* _What you will do_:
Check each line of the entries below for the string "clicks"; copy every line where it appears.

Stored data:

§ §

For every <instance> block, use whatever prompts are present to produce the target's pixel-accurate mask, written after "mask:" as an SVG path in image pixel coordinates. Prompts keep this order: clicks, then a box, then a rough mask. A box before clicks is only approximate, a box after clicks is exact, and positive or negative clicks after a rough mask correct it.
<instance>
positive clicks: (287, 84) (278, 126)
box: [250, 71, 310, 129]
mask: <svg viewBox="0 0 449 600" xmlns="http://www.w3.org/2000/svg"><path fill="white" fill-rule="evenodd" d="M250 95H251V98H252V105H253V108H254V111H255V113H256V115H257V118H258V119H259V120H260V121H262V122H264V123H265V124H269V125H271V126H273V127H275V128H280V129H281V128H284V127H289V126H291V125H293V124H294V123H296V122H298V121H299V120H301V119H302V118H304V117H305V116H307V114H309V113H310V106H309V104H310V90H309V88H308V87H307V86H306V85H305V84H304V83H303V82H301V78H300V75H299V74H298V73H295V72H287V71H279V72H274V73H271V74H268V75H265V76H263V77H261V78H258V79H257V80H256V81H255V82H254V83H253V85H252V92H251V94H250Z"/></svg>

§ §

* _Solution to this task_:
For every <instance> block, use whatever prompts are present to produce the target's pixel-accurate mask, written after "mask:" as an SVG path in image pixel coordinates. Prompts keep this order: clicks, then a box, then a rough mask. A box before clicks is only approximate, a box after clicks is exact, and positive or negative clicks after a rough mask correct it.
positive clicks: (287, 84) (278, 126)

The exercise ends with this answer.